WHAT TO PRODUCE
Word for word, restate each entry that appears below.

(Records excerpted from a collection)
-------------------------

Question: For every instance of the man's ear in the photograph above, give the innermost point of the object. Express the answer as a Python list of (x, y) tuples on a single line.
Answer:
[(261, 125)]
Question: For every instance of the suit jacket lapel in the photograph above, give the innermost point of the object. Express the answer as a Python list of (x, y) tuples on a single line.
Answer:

-------------------------

SOLUTION
Question: For every instance of the man's ear in the photograph above, give the innermost point of the object. Express the answer as a Python list of (x, y) tuples on a single line.
Answer:
[(261, 125)]
Question: For every instance of the suit jacket lapel in the photograph above, give the innermost point of the object. Express the answer as a Python list of (x, y) tuples on a single line.
Answer:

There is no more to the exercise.